# Data to use start

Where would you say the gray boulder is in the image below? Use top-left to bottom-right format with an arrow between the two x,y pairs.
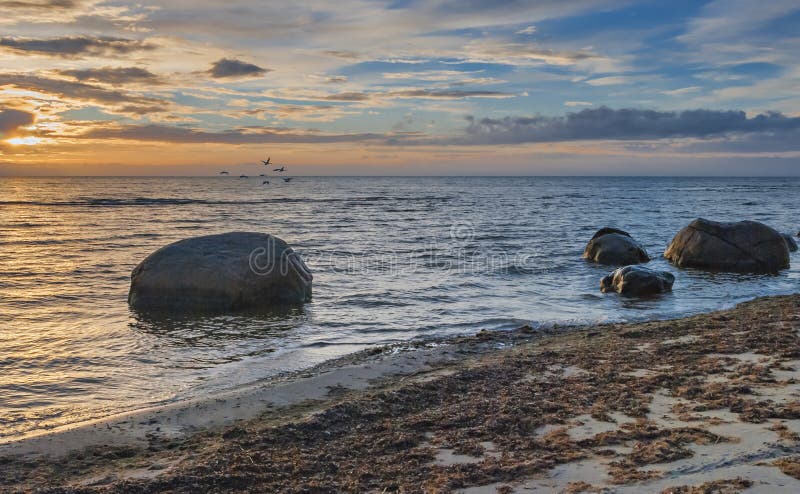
664,218 -> 789,273
781,233 -> 797,252
128,232 -> 313,311
600,266 -> 675,297
583,228 -> 650,265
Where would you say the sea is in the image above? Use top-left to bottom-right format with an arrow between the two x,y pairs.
0,176 -> 800,442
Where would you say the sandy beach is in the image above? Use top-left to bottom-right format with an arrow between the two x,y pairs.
0,295 -> 800,492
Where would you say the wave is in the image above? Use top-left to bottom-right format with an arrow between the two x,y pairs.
0,196 -> 450,207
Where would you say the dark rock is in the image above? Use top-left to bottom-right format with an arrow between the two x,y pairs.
128,232 -> 313,311
583,228 -> 650,265
664,218 -> 789,273
600,266 -> 675,296
781,233 -> 797,252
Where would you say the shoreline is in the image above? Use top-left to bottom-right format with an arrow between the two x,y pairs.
0,295 -> 800,492
0,294 -> 764,456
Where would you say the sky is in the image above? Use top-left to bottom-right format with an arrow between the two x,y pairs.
0,0 -> 800,175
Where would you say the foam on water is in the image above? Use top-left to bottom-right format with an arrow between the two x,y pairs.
0,177 -> 800,440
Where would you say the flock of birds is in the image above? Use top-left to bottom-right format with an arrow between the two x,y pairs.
219,157 -> 292,185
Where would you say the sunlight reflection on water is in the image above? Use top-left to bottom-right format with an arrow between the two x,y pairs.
0,177 -> 800,438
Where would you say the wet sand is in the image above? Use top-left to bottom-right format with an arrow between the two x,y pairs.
0,295 -> 800,493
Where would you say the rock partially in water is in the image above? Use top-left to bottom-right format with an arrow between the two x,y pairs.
583,228 -> 650,265
664,218 -> 789,273
781,233 -> 800,252
600,266 -> 675,297
128,232 -> 313,311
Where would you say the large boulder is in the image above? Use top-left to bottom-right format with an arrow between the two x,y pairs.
583,228 -> 650,265
781,233 -> 797,252
664,218 -> 789,273
600,266 -> 675,296
128,232 -> 313,311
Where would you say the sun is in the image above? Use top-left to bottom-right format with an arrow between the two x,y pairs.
6,136 -> 42,146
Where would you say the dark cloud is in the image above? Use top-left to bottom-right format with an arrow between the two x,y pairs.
208,58 -> 272,79
0,108 -> 36,139
0,36 -> 156,58
80,125 -> 383,144
58,67 -> 162,86
0,74 -> 169,114
462,107 -> 800,144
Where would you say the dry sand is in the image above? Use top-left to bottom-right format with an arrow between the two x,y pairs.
0,295 -> 800,493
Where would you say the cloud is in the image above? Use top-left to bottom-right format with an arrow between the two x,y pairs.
77,124 -> 385,144
459,107 -> 800,144
584,75 -> 628,86
0,36 -> 156,58
0,108 -> 36,139
58,67 -> 163,86
319,91 -> 370,101
386,89 -> 514,99
208,58 -> 271,79
322,50 -> 361,60
0,74 -> 169,115
661,86 -> 703,96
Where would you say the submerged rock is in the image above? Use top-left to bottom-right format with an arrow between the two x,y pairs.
583,228 -> 650,264
128,232 -> 313,310
664,218 -> 789,273
600,266 -> 675,296
781,233 -> 797,252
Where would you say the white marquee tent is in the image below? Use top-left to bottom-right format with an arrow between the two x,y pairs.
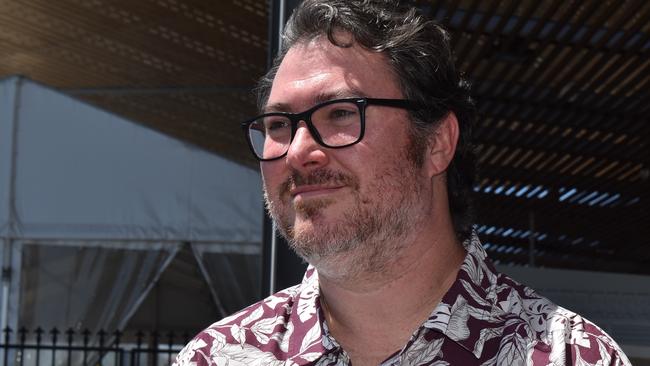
0,77 -> 263,338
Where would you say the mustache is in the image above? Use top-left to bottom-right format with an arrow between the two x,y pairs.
280,168 -> 359,197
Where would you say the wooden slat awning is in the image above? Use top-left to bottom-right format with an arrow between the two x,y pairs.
0,0 -> 650,274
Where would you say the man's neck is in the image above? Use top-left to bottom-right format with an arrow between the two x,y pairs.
319,229 -> 465,365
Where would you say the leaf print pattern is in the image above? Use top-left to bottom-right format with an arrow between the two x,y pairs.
174,235 -> 630,366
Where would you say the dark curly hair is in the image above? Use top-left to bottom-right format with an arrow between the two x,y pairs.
257,0 -> 476,241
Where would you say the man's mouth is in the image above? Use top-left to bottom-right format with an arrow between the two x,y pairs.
289,185 -> 345,199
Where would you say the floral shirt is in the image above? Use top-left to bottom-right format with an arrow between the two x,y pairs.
174,236 -> 630,366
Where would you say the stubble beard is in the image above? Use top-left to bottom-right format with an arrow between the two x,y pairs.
264,150 -> 422,279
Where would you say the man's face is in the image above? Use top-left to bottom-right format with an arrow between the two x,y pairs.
261,37 -> 431,275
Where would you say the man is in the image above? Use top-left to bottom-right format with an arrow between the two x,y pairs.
172,0 -> 629,365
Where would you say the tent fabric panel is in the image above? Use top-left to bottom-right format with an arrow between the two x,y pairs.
188,139 -> 264,245
7,78 -> 262,242
0,78 -> 18,238
19,242 -> 180,331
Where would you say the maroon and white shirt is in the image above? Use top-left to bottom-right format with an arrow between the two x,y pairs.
174,236 -> 630,366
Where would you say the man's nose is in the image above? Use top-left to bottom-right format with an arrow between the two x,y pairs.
287,121 -> 328,171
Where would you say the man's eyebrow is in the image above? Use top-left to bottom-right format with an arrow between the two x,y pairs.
262,88 -> 366,113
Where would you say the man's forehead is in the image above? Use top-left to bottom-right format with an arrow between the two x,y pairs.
264,37 -> 401,111
263,87 -> 368,112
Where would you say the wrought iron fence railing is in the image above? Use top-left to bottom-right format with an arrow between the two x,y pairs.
0,327 -> 190,366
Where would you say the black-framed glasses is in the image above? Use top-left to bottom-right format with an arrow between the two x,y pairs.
242,98 -> 421,161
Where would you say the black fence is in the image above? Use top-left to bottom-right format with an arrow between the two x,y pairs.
0,328 -> 190,366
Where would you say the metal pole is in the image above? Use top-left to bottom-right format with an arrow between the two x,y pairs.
0,77 -> 23,332
528,210 -> 537,267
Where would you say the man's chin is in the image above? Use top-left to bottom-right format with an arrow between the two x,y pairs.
294,199 -> 334,220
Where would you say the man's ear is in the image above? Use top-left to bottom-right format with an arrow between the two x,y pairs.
425,111 -> 459,177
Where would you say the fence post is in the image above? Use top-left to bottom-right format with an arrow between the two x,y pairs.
50,327 -> 59,366
2,326 -> 11,366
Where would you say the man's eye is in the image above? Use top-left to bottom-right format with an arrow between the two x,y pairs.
264,119 -> 289,131
330,109 -> 357,119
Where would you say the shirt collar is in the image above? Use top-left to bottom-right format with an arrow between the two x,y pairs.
296,233 -> 502,359
422,233 -> 502,358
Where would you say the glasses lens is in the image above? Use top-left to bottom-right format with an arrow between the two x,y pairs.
311,102 -> 361,147
248,115 -> 291,159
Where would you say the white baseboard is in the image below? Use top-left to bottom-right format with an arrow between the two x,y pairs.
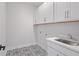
7,43 -> 37,50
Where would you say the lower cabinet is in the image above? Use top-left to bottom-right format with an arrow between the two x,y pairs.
47,41 -> 79,56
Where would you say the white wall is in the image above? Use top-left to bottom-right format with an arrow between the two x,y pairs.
6,2 -> 35,49
36,22 -> 79,49
0,2 -> 6,45
0,2 -> 6,56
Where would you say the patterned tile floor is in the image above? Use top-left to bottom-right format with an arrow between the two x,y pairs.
6,45 -> 47,56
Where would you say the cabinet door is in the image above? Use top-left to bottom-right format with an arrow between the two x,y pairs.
71,2 -> 79,20
54,2 -> 70,22
36,2 -> 53,23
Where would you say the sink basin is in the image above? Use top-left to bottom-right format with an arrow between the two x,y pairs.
56,39 -> 79,46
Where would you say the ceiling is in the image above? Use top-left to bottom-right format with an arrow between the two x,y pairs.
29,2 -> 44,7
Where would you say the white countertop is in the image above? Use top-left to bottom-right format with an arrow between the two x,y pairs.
46,37 -> 79,53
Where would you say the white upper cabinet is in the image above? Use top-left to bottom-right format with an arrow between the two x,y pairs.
54,2 -> 70,22
71,2 -> 79,20
35,2 -> 53,23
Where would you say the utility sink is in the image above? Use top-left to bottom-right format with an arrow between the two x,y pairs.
56,39 -> 79,46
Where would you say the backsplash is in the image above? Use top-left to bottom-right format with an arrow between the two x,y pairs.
35,22 -> 79,49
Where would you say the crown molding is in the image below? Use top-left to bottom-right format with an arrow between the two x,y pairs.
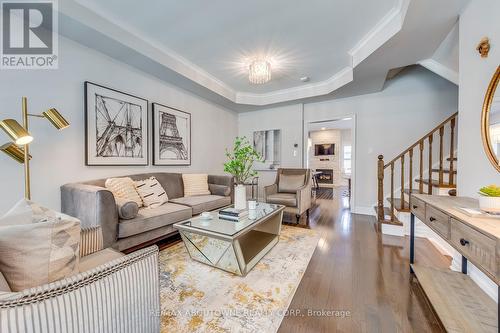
418,59 -> 459,86
59,0 -> 411,106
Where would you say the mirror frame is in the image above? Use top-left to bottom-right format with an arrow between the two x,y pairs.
481,66 -> 500,172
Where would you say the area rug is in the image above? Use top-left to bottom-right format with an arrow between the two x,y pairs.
160,226 -> 319,333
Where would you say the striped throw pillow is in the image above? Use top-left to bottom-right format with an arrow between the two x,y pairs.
182,174 -> 210,197
135,177 -> 168,208
104,177 -> 142,207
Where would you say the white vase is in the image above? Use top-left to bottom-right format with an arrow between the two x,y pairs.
479,195 -> 500,214
234,185 -> 247,209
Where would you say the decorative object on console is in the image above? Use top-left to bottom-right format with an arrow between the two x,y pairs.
476,37 -> 491,58
153,103 -> 191,165
85,82 -> 148,165
224,137 -> 262,209
135,176 -> 168,208
479,185 -> 500,214
253,129 -> 281,170
0,97 -> 69,200
481,66 -> 500,171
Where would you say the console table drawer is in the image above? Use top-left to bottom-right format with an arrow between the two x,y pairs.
411,197 -> 425,221
451,218 -> 497,276
424,206 -> 450,240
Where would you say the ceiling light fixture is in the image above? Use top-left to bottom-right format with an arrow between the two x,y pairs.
248,60 -> 271,84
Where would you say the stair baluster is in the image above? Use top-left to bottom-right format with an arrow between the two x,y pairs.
400,155 -> 405,210
439,126 -> 444,185
428,133 -> 434,195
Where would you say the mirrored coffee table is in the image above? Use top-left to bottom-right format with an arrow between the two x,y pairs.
174,202 -> 285,276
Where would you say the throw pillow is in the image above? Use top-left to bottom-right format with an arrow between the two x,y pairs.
115,198 -> 139,220
182,173 -> 210,197
104,177 -> 142,207
0,200 -> 80,291
135,177 -> 168,208
278,174 -> 305,193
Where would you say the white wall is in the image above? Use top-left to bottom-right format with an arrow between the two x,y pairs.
238,104 -> 303,197
0,37 -> 237,215
457,0 -> 500,197
304,67 -> 458,214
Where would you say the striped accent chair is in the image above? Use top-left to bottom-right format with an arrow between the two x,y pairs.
0,227 -> 160,333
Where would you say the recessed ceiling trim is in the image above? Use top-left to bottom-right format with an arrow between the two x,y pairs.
59,0 -> 411,106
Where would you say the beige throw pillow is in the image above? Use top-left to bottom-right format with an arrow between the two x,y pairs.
0,200 -> 80,291
104,177 -> 142,207
182,173 -> 210,197
135,177 -> 168,208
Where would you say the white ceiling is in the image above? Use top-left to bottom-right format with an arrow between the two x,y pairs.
59,0 -> 468,111
79,0 -> 398,93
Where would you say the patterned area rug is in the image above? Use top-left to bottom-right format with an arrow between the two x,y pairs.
160,226 -> 319,333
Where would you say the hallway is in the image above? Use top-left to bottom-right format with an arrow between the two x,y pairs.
279,188 -> 449,333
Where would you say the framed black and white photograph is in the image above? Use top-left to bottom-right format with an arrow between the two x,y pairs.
253,129 -> 281,170
85,82 -> 148,165
153,103 -> 191,165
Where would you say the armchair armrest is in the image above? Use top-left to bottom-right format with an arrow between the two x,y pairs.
264,184 -> 278,202
61,184 -> 118,248
0,246 -> 160,333
80,225 -> 104,257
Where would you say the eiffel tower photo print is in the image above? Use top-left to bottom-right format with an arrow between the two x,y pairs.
85,82 -> 148,165
153,103 -> 191,165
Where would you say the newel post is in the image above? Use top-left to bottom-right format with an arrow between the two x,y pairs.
377,155 -> 385,221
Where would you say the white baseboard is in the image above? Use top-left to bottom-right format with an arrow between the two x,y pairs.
351,206 -> 375,216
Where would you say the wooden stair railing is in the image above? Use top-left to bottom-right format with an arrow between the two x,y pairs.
376,112 -> 458,223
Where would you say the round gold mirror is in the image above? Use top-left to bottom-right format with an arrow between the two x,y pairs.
481,66 -> 500,171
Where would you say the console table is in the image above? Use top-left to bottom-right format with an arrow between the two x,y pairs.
410,194 -> 500,332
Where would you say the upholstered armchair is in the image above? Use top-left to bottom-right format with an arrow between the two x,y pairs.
264,168 -> 311,223
0,227 -> 160,333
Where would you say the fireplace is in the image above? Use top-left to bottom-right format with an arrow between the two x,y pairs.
316,169 -> 333,184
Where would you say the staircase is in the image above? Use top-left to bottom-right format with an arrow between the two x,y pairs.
375,112 -> 458,226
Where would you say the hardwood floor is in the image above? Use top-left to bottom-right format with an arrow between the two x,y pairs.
279,189 -> 450,333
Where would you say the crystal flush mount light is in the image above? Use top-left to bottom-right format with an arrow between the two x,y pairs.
248,60 -> 271,84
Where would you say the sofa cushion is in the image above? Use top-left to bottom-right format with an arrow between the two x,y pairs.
171,194 -> 231,215
182,173 -> 210,197
105,177 -> 142,207
208,184 -> 231,197
0,200 -> 80,291
278,174 -> 305,193
115,198 -> 139,220
118,202 -> 193,238
78,248 -> 124,273
135,176 -> 168,208
0,272 -> 12,292
267,193 -> 297,207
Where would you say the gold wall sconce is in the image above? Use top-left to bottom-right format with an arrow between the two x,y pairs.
476,37 -> 491,58
0,97 -> 69,200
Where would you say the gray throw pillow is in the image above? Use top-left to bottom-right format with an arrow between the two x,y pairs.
208,184 -> 231,197
278,174 -> 305,193
115,198 -> 139,220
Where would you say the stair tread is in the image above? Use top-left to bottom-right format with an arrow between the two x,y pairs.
373,206 -> 403,226
432,169 -> 457,174
415,178 -> 457,188
386,197 -> 410,213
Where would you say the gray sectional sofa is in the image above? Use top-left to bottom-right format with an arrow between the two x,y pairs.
61,172 -> 234,251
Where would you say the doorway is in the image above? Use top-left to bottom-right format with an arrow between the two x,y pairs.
304,116 -> 355,207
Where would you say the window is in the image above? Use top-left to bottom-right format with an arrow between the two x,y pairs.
342,146 -> 352,175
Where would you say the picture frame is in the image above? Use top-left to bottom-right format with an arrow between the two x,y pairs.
84,81 -> 149,166
152,103 -> 191,166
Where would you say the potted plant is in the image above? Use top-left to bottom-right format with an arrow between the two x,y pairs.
224,137 -> 261,209
479,185 -> 500,214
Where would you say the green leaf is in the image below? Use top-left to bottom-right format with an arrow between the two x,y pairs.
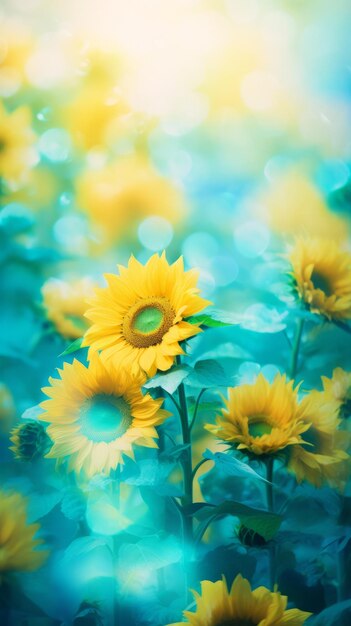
185,359 -> 233,389
203,450 -> 268,483
333,320 -> 351,334
186,310 -> 238,328
202,341 -> 254,361
59,337 -> 83,356
144,365 -> 191,394
194,500 -> 283,541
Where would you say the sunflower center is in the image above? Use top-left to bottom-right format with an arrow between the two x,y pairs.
301,426 -> 320,452
80,394 -> 132,443
249,415 -> 272,437
311,270 -> 333,296
123,297 -> 175,348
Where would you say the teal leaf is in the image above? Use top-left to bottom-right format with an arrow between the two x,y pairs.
144,365 -> 191,394
203,450 -> 268,483
27,489 -> 63,523
202,341 -> 253,361
59,337 -> 83,356
308,600 -> 351,626
122,459 -> 182,496
185,359 -> 233,389
195,500 -> 283,541
334,320 -> 351,334
160,443 -> 190,462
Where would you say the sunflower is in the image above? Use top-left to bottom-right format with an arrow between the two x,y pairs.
0,103 -> 35,183
206,374 -> 309,457
0,383 -> 16,432
168,574 -> 311,626
76,154 -> 185,244
288,391 -> 350,487
82,253 -> 209,376
322,367 -> 351,418
289,239 -> 351,320
42,278 -> 95,339
39,355 -> 169,477
0,491 -> 48,576
10,420 -> 51,461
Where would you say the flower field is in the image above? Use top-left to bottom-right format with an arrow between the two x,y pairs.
0,0 -> 351,626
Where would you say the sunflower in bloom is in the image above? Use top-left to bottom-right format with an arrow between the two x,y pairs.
42,278 -> 95,340
289,239 -> 351,321
0,103 -> 35,183
82,253 -> 210,376
0,383 -> 16,432
206,374 -> 309,457
288,391 -> 350,487
0,491 -> 48,578
168,574 -> 311,626
39,355 -> 169,477
322,367 -> 351,418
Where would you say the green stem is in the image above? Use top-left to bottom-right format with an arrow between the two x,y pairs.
266,458 -> 276,590
290,317 -> 304,378
193,459 -> 210,480
177,357 -> 193,544
189,387 -> 206,432
112,465 -> 121,626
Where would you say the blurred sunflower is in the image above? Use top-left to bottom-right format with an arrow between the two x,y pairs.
76,155 -> 185,243
168,574 -> 311,626
322,367 -> 351,418
288,391 -> 350,487
0,18 -> 34,98
0,491 -> 48,578
0,383 -> 16,432
42,278 -> 95,339
39,355 -> 169,476
0,103 -> 35,183
289,238 -> 351,320
206,374 -> 309,457
10,420 -> 51,461
82,253 -> 209,376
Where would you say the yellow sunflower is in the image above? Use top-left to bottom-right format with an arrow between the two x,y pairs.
0,491 -> 48,577
322,367 -> 351,418
0,103 -> 35,183
288,391 -> 350,487
76,154 -> 185,243
206,374 -> 309,457
0,383 -> 16,432
168,574 -> 311,626
83,253 -> 210,376
289,238 -> 351,320
42,278 -> 95,339
39,355 -> 169,477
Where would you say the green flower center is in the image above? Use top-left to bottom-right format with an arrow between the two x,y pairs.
249,416 -> 272,437
311,270 -> 333,296
123,296 -> 175,348
301,426 -> 320,452
132,306 -> 164,334
80,394 -> 132,443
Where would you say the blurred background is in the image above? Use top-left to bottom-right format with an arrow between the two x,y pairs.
0,0 -> 351,426
0,0 -> 351,626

# Data to use end

Rewrite everything from "Where would you say the lower" down to "36,2 -> 53,23", changing each "cabinet" to "cupboard" and leaving the rest of those lines untouched.

Where would you say the lower cupboard is in the image above? Use top-left to bottom-right format with an arrow between the two x,y pairs.
47,41 -> 79,56
Where would you say the white wall is in the image above? Use top-left to bottom-right format with an arrow between the two x,y pairs.
6,2 -> 35,49
36,22 -> 79,49
0,2 -> 6,45
0,2 -> 6,56
Where would you say the patterned tile floor is in the image above? Use top-left to bottom-right format with an arrow between the two x,y pairs.
6,45 -> 47,56
Where would you say the cupboard door is in the image above? Use top-left to bottom-right format with an arrow between the two x,y pairs.
71,2 -> 79,20
54,2 -> 70,22
36,2 -> 53,23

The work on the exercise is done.